## Text passage
+ + + + + + +
Don’t freak out if your cutting lines aren’t perfectly straight. You can trim them the way you like later. If you have grout on your counters somewhere, you can rest the lower blade of your scissors on one of the grout lines and use it as a general guide for cutting straight! Once you cut out your first square and you are happy with its general size, use it as a guide and cut out your second felt square. Now you are ready to start assembling your no-sew bean bag!
It’s time to use your hot glue gun, so if you have a kiddo nearby, do not let them near the hot glue since it can burn curious little hands! Squeeze a line of hot glue along one edge of one square of felt. Remember, the hot glue will squish and spread as you press the two pieces of felt together, so give yourself some margin (about 1/2″ from the edge) while hot gluing. As soon as you squeeze the hot glue on, set down your glue gun and immediately place the second square of felt directly on top of the one you just glued. Hot glue hardens quickly, so don’t dilly dally! Being careful not to touch to hot glue itself, press the two edges of felt together, squish it with your fingers, and make sure the pieces are firmly secured together. Once you’ve glued the first edges together, proceed to glue two more edges together (for a total of three edges), and then put down your glue gun. (DON’T GLUE ALL FOUR EDGES TOGETHER!)
Insert your bean-filled plastic baggie, grab your glue gun, and then glue together the fourth and final edge. Now you have your first no-sew bean bag! I’d suggest giving the bean bag a minute or two to let the hot glue fully harden before you start playing with it.
Time to make more bean bags so you have lots to play with! Your first bean bag might take you about five minutes or so but, after that, you should become faster and more efficient with your process! This DIY no-sew bean bag project would be a good one to do during your little one’s nap time. Then you guys can play after nap time is over!
Speaking of playing — what good are bean bags if you don’t have fun ideas for how to play with them?!
Bean bag play can be used to address so many developmental skills! Think of hand-eye coordination, visual tracking (following objects with your eyes), bilateral coordination, hand dominance, body awareness, core strength, upper body strength, sensory integration, social skills, and so so much more!
+ + + + + + +
## Activity list
1. List every developmental skill named in the no-sew bean bag text that is a kind of coordination or a kind of strength.
2. Write the next part of the no-sew bean bag text, starting after its final sentence.

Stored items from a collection
+ + + + + + +
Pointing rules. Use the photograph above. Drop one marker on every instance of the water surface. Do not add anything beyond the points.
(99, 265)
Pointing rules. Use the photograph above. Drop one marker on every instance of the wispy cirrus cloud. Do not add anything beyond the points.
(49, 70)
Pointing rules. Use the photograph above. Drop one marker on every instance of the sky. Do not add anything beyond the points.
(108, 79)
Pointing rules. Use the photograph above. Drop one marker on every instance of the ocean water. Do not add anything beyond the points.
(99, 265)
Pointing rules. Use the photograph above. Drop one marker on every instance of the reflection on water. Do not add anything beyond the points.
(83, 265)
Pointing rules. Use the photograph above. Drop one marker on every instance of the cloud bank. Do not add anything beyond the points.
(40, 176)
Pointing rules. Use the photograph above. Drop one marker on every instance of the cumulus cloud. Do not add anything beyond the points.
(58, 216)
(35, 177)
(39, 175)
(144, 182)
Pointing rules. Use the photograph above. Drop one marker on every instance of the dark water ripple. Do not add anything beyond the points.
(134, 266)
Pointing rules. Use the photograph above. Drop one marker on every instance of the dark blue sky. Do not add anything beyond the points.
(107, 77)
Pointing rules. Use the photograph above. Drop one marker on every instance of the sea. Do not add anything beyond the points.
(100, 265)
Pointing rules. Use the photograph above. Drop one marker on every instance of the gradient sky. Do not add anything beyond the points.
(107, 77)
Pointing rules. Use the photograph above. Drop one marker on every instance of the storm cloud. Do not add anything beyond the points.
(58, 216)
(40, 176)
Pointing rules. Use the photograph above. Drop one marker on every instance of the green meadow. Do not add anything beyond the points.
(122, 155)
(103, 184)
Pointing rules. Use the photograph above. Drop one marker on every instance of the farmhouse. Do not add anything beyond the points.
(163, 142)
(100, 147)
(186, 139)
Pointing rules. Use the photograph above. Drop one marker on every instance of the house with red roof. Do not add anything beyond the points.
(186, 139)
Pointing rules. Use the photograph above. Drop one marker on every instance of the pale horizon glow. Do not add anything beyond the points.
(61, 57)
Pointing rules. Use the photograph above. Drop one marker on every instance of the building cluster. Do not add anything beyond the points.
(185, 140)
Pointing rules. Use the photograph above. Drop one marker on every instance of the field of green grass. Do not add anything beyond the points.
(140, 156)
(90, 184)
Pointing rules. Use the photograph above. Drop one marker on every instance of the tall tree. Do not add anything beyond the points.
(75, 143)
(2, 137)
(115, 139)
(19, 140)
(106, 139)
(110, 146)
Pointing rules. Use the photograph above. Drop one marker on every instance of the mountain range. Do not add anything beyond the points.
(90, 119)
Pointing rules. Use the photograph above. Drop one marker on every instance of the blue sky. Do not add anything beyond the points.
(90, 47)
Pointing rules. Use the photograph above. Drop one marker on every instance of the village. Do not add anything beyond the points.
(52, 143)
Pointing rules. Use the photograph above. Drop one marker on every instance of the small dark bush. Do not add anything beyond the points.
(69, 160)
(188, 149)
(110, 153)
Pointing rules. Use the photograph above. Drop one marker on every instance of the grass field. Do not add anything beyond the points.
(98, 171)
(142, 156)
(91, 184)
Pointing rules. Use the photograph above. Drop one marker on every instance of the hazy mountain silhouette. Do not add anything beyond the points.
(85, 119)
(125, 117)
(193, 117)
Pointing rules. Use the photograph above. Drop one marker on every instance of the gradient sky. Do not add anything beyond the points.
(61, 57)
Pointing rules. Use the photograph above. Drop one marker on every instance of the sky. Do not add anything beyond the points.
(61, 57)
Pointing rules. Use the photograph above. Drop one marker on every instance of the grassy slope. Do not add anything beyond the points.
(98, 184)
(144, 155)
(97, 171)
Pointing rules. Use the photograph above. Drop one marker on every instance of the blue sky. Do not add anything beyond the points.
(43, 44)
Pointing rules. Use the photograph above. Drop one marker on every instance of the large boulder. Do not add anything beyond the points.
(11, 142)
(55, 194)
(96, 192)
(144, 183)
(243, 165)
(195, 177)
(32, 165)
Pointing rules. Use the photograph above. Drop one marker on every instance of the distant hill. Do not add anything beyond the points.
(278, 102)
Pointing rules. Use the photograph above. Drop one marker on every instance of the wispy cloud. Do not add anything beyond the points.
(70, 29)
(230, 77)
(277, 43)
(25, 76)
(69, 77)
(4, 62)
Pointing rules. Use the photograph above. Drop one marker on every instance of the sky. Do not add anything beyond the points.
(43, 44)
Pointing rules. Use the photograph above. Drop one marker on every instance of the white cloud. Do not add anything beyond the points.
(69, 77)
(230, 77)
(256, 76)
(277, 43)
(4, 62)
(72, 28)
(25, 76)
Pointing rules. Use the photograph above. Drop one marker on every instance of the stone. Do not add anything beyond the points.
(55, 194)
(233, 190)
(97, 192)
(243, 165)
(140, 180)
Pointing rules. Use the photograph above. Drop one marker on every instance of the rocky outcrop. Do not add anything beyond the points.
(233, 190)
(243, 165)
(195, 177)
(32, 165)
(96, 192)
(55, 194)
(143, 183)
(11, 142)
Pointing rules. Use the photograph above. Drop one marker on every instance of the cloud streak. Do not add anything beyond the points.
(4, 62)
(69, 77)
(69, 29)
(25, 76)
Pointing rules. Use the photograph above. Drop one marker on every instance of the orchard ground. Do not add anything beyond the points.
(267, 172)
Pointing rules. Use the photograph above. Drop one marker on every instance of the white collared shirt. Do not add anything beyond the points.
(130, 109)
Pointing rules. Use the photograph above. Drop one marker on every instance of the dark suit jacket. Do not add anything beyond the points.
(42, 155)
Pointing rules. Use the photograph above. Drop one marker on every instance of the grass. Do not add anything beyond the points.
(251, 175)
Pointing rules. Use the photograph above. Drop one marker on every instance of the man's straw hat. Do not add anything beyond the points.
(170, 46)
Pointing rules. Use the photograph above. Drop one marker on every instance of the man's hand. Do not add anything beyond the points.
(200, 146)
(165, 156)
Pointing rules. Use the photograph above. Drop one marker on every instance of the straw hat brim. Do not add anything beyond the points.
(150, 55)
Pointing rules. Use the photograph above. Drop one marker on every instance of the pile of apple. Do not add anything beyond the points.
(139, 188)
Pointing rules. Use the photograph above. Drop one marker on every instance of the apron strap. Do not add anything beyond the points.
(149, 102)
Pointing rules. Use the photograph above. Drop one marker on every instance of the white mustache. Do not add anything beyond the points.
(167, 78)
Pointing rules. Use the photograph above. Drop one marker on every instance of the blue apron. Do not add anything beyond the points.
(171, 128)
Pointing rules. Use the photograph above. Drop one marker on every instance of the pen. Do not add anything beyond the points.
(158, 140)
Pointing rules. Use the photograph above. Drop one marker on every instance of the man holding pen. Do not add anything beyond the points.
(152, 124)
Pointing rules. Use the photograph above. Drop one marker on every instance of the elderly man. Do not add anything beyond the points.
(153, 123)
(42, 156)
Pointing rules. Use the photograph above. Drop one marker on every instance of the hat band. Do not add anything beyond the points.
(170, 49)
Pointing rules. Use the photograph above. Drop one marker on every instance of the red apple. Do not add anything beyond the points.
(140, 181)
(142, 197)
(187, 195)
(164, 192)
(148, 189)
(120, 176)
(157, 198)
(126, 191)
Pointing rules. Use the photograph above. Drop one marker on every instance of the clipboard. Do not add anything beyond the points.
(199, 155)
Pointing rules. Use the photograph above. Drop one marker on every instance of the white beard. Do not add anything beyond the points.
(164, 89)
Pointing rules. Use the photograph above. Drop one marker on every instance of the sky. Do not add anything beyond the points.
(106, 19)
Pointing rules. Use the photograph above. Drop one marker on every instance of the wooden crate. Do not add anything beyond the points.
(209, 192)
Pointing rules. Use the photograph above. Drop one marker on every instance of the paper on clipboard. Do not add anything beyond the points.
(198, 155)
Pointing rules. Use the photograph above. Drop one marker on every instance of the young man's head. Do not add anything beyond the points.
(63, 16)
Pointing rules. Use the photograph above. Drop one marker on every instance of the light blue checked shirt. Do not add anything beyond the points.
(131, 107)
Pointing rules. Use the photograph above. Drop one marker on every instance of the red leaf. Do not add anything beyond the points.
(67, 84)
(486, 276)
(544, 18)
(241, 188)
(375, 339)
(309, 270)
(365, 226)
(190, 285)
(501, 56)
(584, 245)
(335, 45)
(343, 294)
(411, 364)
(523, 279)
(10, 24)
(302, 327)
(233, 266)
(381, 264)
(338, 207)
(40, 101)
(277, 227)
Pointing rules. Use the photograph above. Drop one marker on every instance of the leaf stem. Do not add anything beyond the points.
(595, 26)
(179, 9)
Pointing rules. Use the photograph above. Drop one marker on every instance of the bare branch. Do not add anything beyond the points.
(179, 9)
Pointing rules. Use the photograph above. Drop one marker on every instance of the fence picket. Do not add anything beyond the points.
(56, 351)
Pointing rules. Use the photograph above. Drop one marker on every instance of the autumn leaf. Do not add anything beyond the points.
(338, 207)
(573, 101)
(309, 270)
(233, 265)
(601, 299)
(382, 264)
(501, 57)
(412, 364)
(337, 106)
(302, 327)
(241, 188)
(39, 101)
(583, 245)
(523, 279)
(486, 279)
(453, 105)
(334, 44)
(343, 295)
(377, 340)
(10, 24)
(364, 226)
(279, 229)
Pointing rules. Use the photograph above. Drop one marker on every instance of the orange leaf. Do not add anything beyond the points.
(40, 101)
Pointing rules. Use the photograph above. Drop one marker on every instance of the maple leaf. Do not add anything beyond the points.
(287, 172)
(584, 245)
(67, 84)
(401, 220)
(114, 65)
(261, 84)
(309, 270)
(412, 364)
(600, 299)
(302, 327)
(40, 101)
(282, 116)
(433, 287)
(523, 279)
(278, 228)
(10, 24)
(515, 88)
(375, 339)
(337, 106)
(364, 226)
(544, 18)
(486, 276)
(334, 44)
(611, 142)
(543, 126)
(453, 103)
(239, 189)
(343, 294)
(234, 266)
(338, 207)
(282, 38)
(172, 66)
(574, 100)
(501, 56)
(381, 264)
+ + + + + + +
## Per-task answers
1.
- hand-eye coordination
- bilateral coordination
- core strength
- upper body strength

2.
One way we have been using our bean bags to have fun is by playing corn hole (you know, that bean bag toss game?). I had an empty box lying in the garage and, after seeing this DIY bean bag board toss idea from Amanda — a play therapist who blogs at Dirt & Boogers — I realized my box was the perfect size for a kiddie corn hole board. Great for the kid who is learning how to throw at a target!
Here are lots of other fun bean bag activities that can be done in therapy or at home to promote a child’s development. Click on the links below to learn exactly how to do these great bean bag activities!
1. Balance ’em on your head (or shoulder, arm, forehead — whatever!) while walking!
2. Introduce a variety of ways to toss ’em and catch ’em (great intro for younger or less coordinated kiddos)!
3. Toss and match ’em to colored paper!
4. Have a bean bag relay!
6. Walk like a bean bag-balancing animal!
7. Get out your cardboard and use ’em like an old fashioned carnival toss game!
8. Scoop, throw, and catch ’em with some upcycled milk jugs!
9. Write numbers on ’em and earn points in a hula hoop!
10. Flip ’em with a spatula like pancakes!
11. Toss ’em into a milk jug monster!
12. Launch ’em Angry Birds style!
13. Sort ’em while playing on a scooter board (or even while crawling like a lizard!)
14. Build a tower out of cardboard bricks (or those random cardboard boxes you’ve been storing in your garage) and then knock it down!
15. Throw ’em at a target or into a bucket while rolling on a therapy ball!
Have fun playing and learning with your no-sew bean bags!